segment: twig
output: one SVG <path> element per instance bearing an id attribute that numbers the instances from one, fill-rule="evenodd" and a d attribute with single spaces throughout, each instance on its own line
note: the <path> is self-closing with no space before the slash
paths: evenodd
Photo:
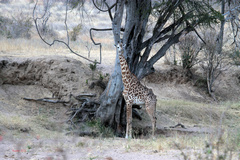
<path id="1" fill-rule="evenodd" d="M 178 126 L 180 126 L 181 128 L 184 128 L 184 129 L 187 129 L 183 124 L 181 123 L 178 123 L 177 125 L 175 126 L 170 126 L 169 128 L 177 128 Z"/>
<path id="2" fill-rule="evenodd" d="M 53 98 L 40 98 L 40 99 L 33 99 L 33 98 L 23 98 L 27 101 L 42 101 L 42 102 L 49 102 L 49 103 L 69 103 L 69 101 L 61 101 L 59 99 L 53 99 Z"/>
<path id="3" fill-rule="evenodd" d="M 42 37 L 42 35 L 41 35 L 40 31 L 39 31 L 39 28 L 38 28 L 38 20 L 43 19 L 43 17 L 44 17 L 44 16 L 46 15 L 46 13 L 47 13 L 47 9 L 45 10 L 44 14 L 43 14 L 40 18 L 39 18 L 39 17 L 35 17 L 35 11 L 36 11 L 37 4 L 38 4 L 38 0 L 36 1 L 35 6 L 34 6 L 34 8 L 33 8 L 33 21 L 34 21 L 34 24 L 35 24 L 35 27 L 36 27 L 36 30 L 37 30 L 37 33 L 38 33 L 40 39 L 41 39 L 44 43 L 46 43 L 47 45 L 49 45 L 49 46 L 54 45 L 55 42 L 62 43 L 62 44 L 64 44 L 64 45 L 70 50 L 71 53 L 73 53 L 73 54 L 75 54 L 75 55 L 77 55 L 77 56 L 79 56 L 79 57 L 81 57 L 81 58 L 83 58 L 83 59 L 85 59 L 85 60 L 87 60 L 87 61 L 90 61 L 90 62 L 94 63 L 95 61 L 93 61 L 93 60 L 91 60 L 91 59 L 89 59 L 89 58 L 87 58 L 87 57 L 84 57 L 84 56 L 82 56 L 82 55 L 74 52 L 74 51 L 71 49 L 71 47 L 69 46 L 69 38 L 68 38 L 68 42 L 66 43 L 66 42 L 64 42 L 64 41 L 62 41 L 62 40 L 57 40 L 57 39 L 54 39 L 52 42 L 47 42 L 47 41 Z M 65 16 L 67 17 L 67 9 L 66 9 Z M 66 19 L 66 17 L 65 17 L 65 26 L 66 26 L 66 29 L 67 29 L 67 25 L 66 25 L 67 19 Z M 67 31 L 67 33 L 68 33 L 68 31 Z M 101 53 L 100 53 L 100 54 L 101 54 Z M 101 64 L 101 55 L 100 55 L 100 60 L 99 60 L 99 62 L 97 62 L 97 63 Z"/>

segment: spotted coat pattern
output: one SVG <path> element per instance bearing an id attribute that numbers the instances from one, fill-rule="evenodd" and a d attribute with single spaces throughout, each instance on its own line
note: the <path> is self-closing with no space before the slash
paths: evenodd
<path id="1" fill-rule="evenodd" d="M 156 96 L 153 91 L 143 86 L 137 77 L 129 70 L 126 59 L 123 56 L 123 45 L 119 43 L 117 45 L 119 60 L 122 70 L 122 81 L 124 85 L 123 97 L 126 101 L 127 111 L 127 128 L 126 138 L 132 137 L 132 105 L 145 105 L 146 111 L 149 114 L 152 121 L 152 135 L 154 136 L 156 128 Z"/>

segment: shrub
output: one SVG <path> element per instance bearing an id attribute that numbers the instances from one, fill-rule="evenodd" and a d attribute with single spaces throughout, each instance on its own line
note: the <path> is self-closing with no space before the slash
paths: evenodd
<path id="1" fill-rule="evenodd" d="M 180 39 L 178 47 L 183 68 L 191 69 L 197 63 L 197 56 L 201 50 L 198 38 L 188 34 Z"/>
<path id="2" fill-rule="evenodd" d="M 73 28 L 73 30 L 70 32 L 70 39 L 71 41 L 76 41 L 77 40 L 77 36 L 80 34 L 82 30 L 82 25 L 79 24 L 76 27 Z"/>
<path id="3" fill-rule="evenodd" d="M 230 58 L 232 59 L 234 65 L 240 66 L 240 51 L 234 51 L 230 54 Z"/>
<path id="4" fill-rule="evenodd" d="M 0 16 L 0 34 L 7 38 L 31 38 L 32 19 L 20 13 L 12 19 Z"/>

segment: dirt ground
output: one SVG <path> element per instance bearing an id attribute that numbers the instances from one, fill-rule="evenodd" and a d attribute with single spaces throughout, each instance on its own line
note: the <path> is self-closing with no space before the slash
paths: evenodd
<path id="1" fill-rule="evenodd" d="M 99 97 L 102 89 L 88 88 L 92 82 L 92 72 L 89 66 L 81 61 L 65 56 L 4 56 L 0 58 L 0 68 L 1 159 L 184 159 L 181 150 L 176 148 L 174 143 L 182 141 L 182 138 L 188 139 L 185 135 L 160 134 L 157 139 L 132 140 L 66 135 L 69 132 L 69 125 L 66 123 L 68 116 L 65 114 L 67 106 L 23 99 L 60 97 L 61 100 L 68 101 L 70 93 L 97 93 Z M 95 77 L 98 77 L 99 73 L 104 74 L 104 65 L 99 68 L 101 70 L 95 73 Z M 170 99 L 196 101 L 196 104 L 210 102 L 211 99 L 206 93 L 194 87 L 178 69 L 166 66 L 164 70 L 158 70 L 145 78 L 143 83 L 153 89 L 160 102 Z M 231 76 L 223 75 L 227 80 L 220 90 L 226 93 L 223 92 L 220 99 L 226 98 L 225 95 L 230 93 L 232 100 L 238 99 L 239 73 L 239 69 L 236 69 Z M 230 87 L 231 91 L 224 90 Z M 209 124 L 194 126 L 194 117 L 188 121 L 177 120 L 178 116 L 171 118 L 168 111 L 169 109 L 161 108 L 161 104 L 158 104 L 158 128 L 184 122 L 188 129 L 202 131 L 202 141 L 209 138 Z M 206 113 L 202 116 L 204 114 Z M 149 126 L 149 122 L 149 119 L 144 119 L 135 120 L 133 123 L 136 126 Z M 204 127 L 207 134 L 203 131 Z M 170 137 L 170 140 L 166 141 L 165 136 Z M 196 138 L 194 134 L 193 138 Z M 184 153 L 190 156 L 198 152 L 202 151 L 184 147 Z"/>
<path id="2" fill-rule="evenodd" d="M 33 1 L 12 2 L 0 3 L 2 16 L 16 20 L 32 17 Z M 58 38 L 65 39 L 65 9 L 62 5 L 57 3 L 52 7 L 53 19 L 49 25 Z M 83 12 L 73 10 L 68 14 L 69 31 L 83 25 L 77 41 L 71 41 L 71 47 L 80 55 L 99 61 L 99 46 L 92 45 L 89 29 L 108 28 L 111 22 L 108 13 L 99 13 L 88 5 L 85 7 L 90 11 L 84 15 L 86 19 L 81 19 Z M 94 79 L 101 75 L 107 82 L 116 56 L 112 34 L 94 33 L 94 39 L 102 43 L 103 49 L 102 64 L 97 65 Z M 40 40 L 35 27 L 31 29 L 31 39 L 1 37 L 0 159 L 182 160 L 207 159 L 211 155 L 216 159 L 214 147 L 220 144 L 221 153 L 227 149 L 232 151 L 232 159 L 239 160 L 240 68 L 231 67 L 219 77 L 214 86 L 218 102 L 213 102 L 201 87 L 202 81 L 189 79 L 180 66 L 167 65 L 163 61 L 164 58 L 154 65 L 154 74 L 142 80 L 158 99 L 155 138 L 139 136 L 126 140 L 115 136 L 79 136 L 73 134 L 66 123 L 69 103 L 27 101 L 24 98 L 59 98 L 57 100 L 68 102 L 70 94 L 96 93 L 98 100 L 103 90 L 99 86 L 89 89 L 95 81 L 89 62 L 71 54 L 61 44 L 48 47 Z M 199 67 L 193 72 L 202 75 Z M 134 128 L 140 128 L 142 132 L 150 130 L 151 121 L 146 112 L 138 112 L 143 119 L 133 119 Z M 186 129 L 170 128 L 178 123 Z M 94 127 L 99 129 L 99 126 Z M 81 128 L 87 129 L 86 126 Z M 219 137 L 221 143 L 217 143 Z M 210 150 L 209 146 L 212 147 Z"/>

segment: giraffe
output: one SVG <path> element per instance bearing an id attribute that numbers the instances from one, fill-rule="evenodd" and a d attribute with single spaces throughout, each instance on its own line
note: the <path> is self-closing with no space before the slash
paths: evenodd
<path id="1" fill-rule="evenodd" d="M 124 58 L 123 44 L 117 44 L 117 50 L 119 54 L 120 66 L 122 71 L 122 82 L 124 85 L 124 90 L 122 95 L 126 102 L 126 112 L 127 112 L 127 128 L 126 137 L 132 138 L 132 105 L 136 104 L 140 107 L 145 105 L 146 111 L 150 116 L 152 121 L 152 136 L 154 136 L 156 128 L 156 103 L 157 99 L 154 95 L 152 89 L 143 86 L 137 77 L 132 74 L 129 70 L 126 59 Z"/>

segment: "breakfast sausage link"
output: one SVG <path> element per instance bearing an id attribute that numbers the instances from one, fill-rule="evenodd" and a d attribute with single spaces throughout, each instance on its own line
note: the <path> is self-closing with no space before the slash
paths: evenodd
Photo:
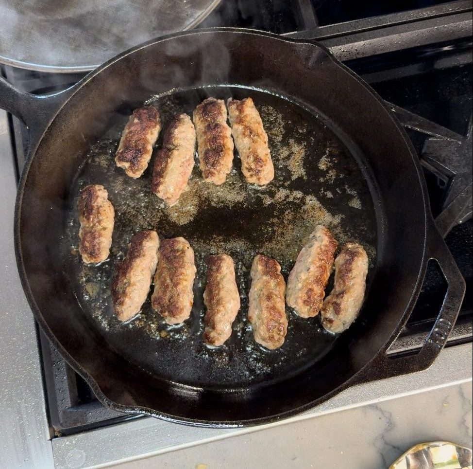
<path id="1" fill-rule="evenodd" d="M 302 318 L 317 316 L 322 307 L 337 246 L 330 230 L 319 225 L 297 256 L 287 278 L 286 302 Z"/>
<path id="2" fill-rule="evenodd" d="M 151 304 L 168 324 L 179 324 L 190 315 L 196 271 L 194 251 L 186 239 L 161 241 Z"/>
<path id="3" fill-rule="evenodd" d="M 232 324 L 240 309 L 235 266 L 229 255 L 210 256 L 203 302 L 207 307 L 204 340 L 209 345 L 223 345 L 232 335 Z"/>
<path id="4" fill-rule="evenodd" d="M 155 231 L 140 231 L 132 238 L 112 285 L 114 309 L 120 321 L 128 321 L 139 313 L 146 300 L 156 270 L 159 247 Z"/>
<path id="5" fill-rule="evenodd" d="M 274 178 L 268 135 L 251 98 L 228 100 L 232 134 L 241 159 L 241 171 L 251 183 L 264 185 Z"/>
<path id="6" fill-rule="evenodd" d="M 274 259 L 259 254 L 253 260 L 250 274 L 248 320 L 254 340 L 270 350 L 277 348 L 284 343 L 287 330 L 281 266 Z"/>
<path id="7" fill-rule="evenodd" d="M 232 169 L 233 141 L 221 99 L 207 98 L 194 111 L 199 167 L 203 179 L 220 185 Z"/>
<path id="8" fill-rule="evenodd" d="M 332 332 L 348 329 L 363 304 L 368 257 L 363 246 L 348 243 L 335 259 L 334 288 L 322 307 L 322 325 Z"/>
<path id="9" fill-rule="evenodd" d="M 161 130 L 159 112 L 153 106 L 135 109 L 121 136 L 115 162 L 131 178 L 143 174 Z"/>
<path id="10" fill-rule="evenodd" d="M 84 187 L 79 201 L 79 251 L 86 264 L 101 262 L 108 257 L 115 215 L 103 186 Z"/>
<path id="11" fill-rule="evenodd" d="M 173 119 L 164 134 L 163 147 L 154 160 L 152 190 L 169 205 L 187 187 L 194 167 L 195 140 L 194 125 L 186 114 Z"/>

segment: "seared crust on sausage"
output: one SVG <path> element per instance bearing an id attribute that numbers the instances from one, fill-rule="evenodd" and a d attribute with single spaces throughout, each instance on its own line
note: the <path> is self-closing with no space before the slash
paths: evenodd
<path id="1" fill-rule="evenodd" d="M 232 169 L 234 148 L 225 103 L 207 98 L 196 108 L 193 118 L 202 177 L 217 185 L 223 184 Z"/>
<path id="2" fill-rule="evenodd" d="M 131 178 L 139 178 L 148 167 L 160 130 L 159 112 L 155 108 L 135 109 L 121 136 L 115 155 L 117 165 Z"/>
<path id="3" fill-rule="evenodd" d="M 301 317 L 319 314 L 337 246 L 330 230 L 319 225 L 299 253 L 287 278 L 286 302 Z"/>
<path id="4" fill-rule="evenodd" d="M 207 307 L 204 340 L 209 345 L 222 345 L 232 335 L 232 324 L 240 309 L 235 269 L 229 255 L 209 257 L 203 302 Z"/>
<path id="5" fill-rule="evenodd" d="M 251 98 L 230 98 L 228 113 L 232 134 L 241 159 L 241 171 L 250 183 L 264 185 L 274 178 L 268 135 Z"/>
<path id="6" fill-rule="evenodd" d="M 190 315 L 196 271 L 194 251 L 186 239 L 161 241 L 151 304 L 168 324 L 179 324 Z"/>
<path id="7" fill-rule="evenodd" d="M 274 259 L 258 254 L 253 260 L 251 275 L 248 320 L 254 340 L 270 350 L 277 348 L 284 343 L 287 330 L 281 266 Z"/>
<path id="8" fill-rule="evenodd" d="M 140 231 L 132 238 L 112 285 L 114 309 L 120 321 L 133 318 L 146 301 L 156 270 L 159 247 L 155 231 Z"/>
<path id="9" fill-rule="evenodd" d="M 187 187 L 194 167 L 195 140 L 194 125 L 186 114 L 174 119 L 164 134 L 163 147 L 154 160 L 152 190 L 169 205 Z"/>
<path id="10" fill-rule="evenodd" d="M 101 262 L 112 245 L 115 212 L 103 186 L 86 186 L 79 201 L 79 250 L 86 264 Z"/>
<path id="11" fill-rule="evenodd" d="M 334 288 L 323 302 L 322 325 L 332 332 L 348 329 L 363 304 L 368 257 L 363 246 L 348 243 L 335 259 Z"/>

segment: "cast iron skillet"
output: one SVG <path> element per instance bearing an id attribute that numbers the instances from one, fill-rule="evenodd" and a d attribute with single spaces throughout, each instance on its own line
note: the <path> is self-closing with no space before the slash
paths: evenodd
<path id="1" fill-rule="evenodd" d="M 203 30 L 160 38 L 125 52 L 56 95 L 39 97 L 20 93 L 2 80 L 0 91 L 0 105 L 23 121 L 31 135 L 15 223 L 23 288 L 48 338 L 106 405 L 196 425 L 254 425 L 303 411 L 356 383 L 424 369 L 444 345 L 465 285 L 432 219 L 417 157 L 379 97 L 319 44 L 253 31 Z M 296 177 L 295 185 L 283 188 L 289 194 L 299 190 L 306 201 L 311 190 L 319 198 L 324 197 L 324 203 L 344 214 L 339 223 L 330 218 L 330 223 L 345 226 L 339 235 L 355 236 L 373 248 L 365 303 L 360 317 L 347 332 L 333 336 L 323 331 L 318 318 L 302 321 L 289 313 L 291 325 L 285 346 L 275 354 L 265 353 L 253 344 L 246 313 L 242 311 L 233 342 L 223 351 L 209 351 L 202 348 L 200 340 L 201 309 L 193 312 L 194 325 L 177 332 L 168 329 L 162 334 L 158 322 L 153 336 L 143 325 L 146 321 L 138 322 L 137 326 L 117 326 L 107 316 L 109 305 L 104 306 L 101 316 L 94 316 L 90 304 L 80 296 L 84 290 L 75 277 L 82 271 L 70 250 L 75 229 L 71 214 L 81 185 L 98 176 L 110 183 L 116 176 L 122 177 L 104 155 L 112 158 L 118 129 L 134 107 L 151 99 L 163 107 L 165 115 L 172 112 L 173 107 L 189 112 L 207 95 L 251 95 L 266 107 L 262 112 L 267 116 L 276 110 L 271 118 L 276 121 L 280 112 L 286 119 L 286 126 L 278 134 L 277 122 L 270 124 L 272 144 L 288 142 L 292 133 L 295 144 L 289 150 L 293 152 L 293 145 L 302 141 L 294 137 L 296 131 L 305 131 L 305 140 L 316 142 L 306 148 L 303 167 L 307 177 Z M 320 176 L 323 166 L 316 167 L 321 160 L 311 155 L 321 151 L 318 141 L 322 146 L 328 142 L 338 149 L 337 174 L 344 171 L 344 177 L 358 184 L 362 199 L 358 216 L 339 201 L 345 199 L 339 181 L 334 187 L 341 195 L 331 198 L 335 201 L 330 202 L 326 191 L 323 196 L 317 192 L 319 180 L 313 175 Z M 289 167 L 278 164 L 281 174 L 290 179 Z M 94 165 L 96 170 L 89 171 Z M 300 184 L 299 180 L 305 182 Z M 276 188 L 279 183 L 275 182 Z M 351 183 L 345 188 L 345 196 L 353 188 Z M 126 197 L 117 190 L 111 191 L 112 201 L 119 206 L 118 212 L 126 211 Z M 271 213 L 265 211 L 264 194 L 248 190 L 253 198 L 245 199 L 241 207 L 236 204 L 229 209 L 231 216 L 216 220 L 227 211 L 211 207 L 215 216 L 205 219 L 208 252 L 216 245 L 214 235 L 225 234 L 229 240 L 240 235 L 243 240 L 254 238 L 253 251 L 248 248 L 238 261 L 244 297 L 249 286 L 243 272 L 251 262 L 248 256 L 261 246 L 270 246 L 258 244 L 264 236 L 257 227 L 267 222 L 275 229 L 277 224 L 267 221 Z M 138 198 L 144 193 L 131 193 Z M 281 193 L 279 199 L 287 193 Z M 276 197 L 274 192 L 268 195 L 271 200 Z M 256 200 L 261 210 L 245 212 L 248 203 Z M 141 202 L 147 210 L 148 203 L 158 203 L 155 198 Z M 294 204 L 294 210 L 299 210 Z M 157 210 L 160 207 L 156 206 Z M 284 213 L 278 207 L 273 218 L 282 214 L 290 216 L 290 206 Z M 123 255 L 127 236 L 147 222 L 137 215 L 139 210 L 129 212 L 128 223 L 118 216 L 118 229 L 123 235 L 112 250 L 112 260 Z M 243 216 L 251 220 L 258 214 L 265 216 L 257 223 L 249 221 L 252 229 L 245 229 Z M 193 225 L 176 224 L 169 215 L 154 220 L 159 226 L 153 227 L 166 236 L 184 234 L 191 238 L 191 244 L 200 242 L 203 266 L 203 239 L 206 235 L 203 222 L 199 220 L 205 217 L 204 211 L 198 215 Z M 281 223 L 285 220 L 282 218 Z M 298 228 L 301 233 L 289 239 L 302 242 L 309 228 L 303 224 Z M 285 228 L 283 233 L 293 227 Z M 282 252 L 272 246 L 268 249 Z M 238 245 L 229 249 L 234 255 L 240 255 Z M 281 255 L 287 274 L 294 254 L 285 253 Z M 412 311 L 427 263 L 432 258 L 438 261 L 448 284 L 434 328 L 418 354 L 389 359 L 387 350 Z M 113 272 L 113 267 L 101 268 L 101 271 Z M 201 287 L 197 285 L 196 291 Z M 145 318 L 147 314 L 144 312 Z"/>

## Exercise aim
Transcribe the lines above exactly, covering the stretch from the line that contains "segment: spotted coat pattern" through the line that contains "0 16 L 0 34", both included.

## Final answer
segment: spotted coat pattern
output: one SVG <path> element per instance bearing an id attribute that numbers the instances from one, fill-rule="evenodd" and a d attribute with single spaces throughout, each instance on its own line
note: the <path> is self-closing with no space before the slash
paths: evenodd
<path id="1" fill-rule="evenodd" d="M 156 96 L 153 91 L 143 86 L 137 77 L 129 70 L 126 59 L 123 56 L 123 45 L 119 43 L 117 45 L 119 60 L 122 70 L 122 81 L 124 85 L 123 97 L 126 101 L 127 111 L 127 128 L 126 138 L 132 137 L 132 105 L 145 105 L 146 111 L 149 114 L 152 121 L 152 135 L 154 136 L 156 128 Z"/>

segment: shrub
output: one SVG <path> element per instance bearing an id attribute that numbers the instances from one, fill-rule="evenodd" and a d attribute with single spaces throughout, each instance on its own line
note: the <path> is self-closing with no space before the slash
paths: evenodd
<path id="1" fill-rule="evenodd" d="M 180 39 L 178 47 L 183 68 L 191 69 L 197 63 L 197 56 L 201 50 L 198 38 L 188 34 Z"/>
<path id="2" fill-rule="evenodd" d="M 73 28 L 73 30 L 70 32 L 70 39 L 71 41 L 76 41 L 77 40 L 77 36 L 80 34 L 82 30 L 82 25 L 79 24 L 76 27 Z"/>
<path id="3" fill-rule="evenodd" d="M 230 58 L 232 59 L 234 65 L 240 66 L 240 51 L 234 51 L 230 54 Z"/>
<path id="4" fill-rule="evenodd" d="M 0 16 L 0 34 L 7 38 L 31 38 L 32 19 L 20 13 L 12 19 Z"/>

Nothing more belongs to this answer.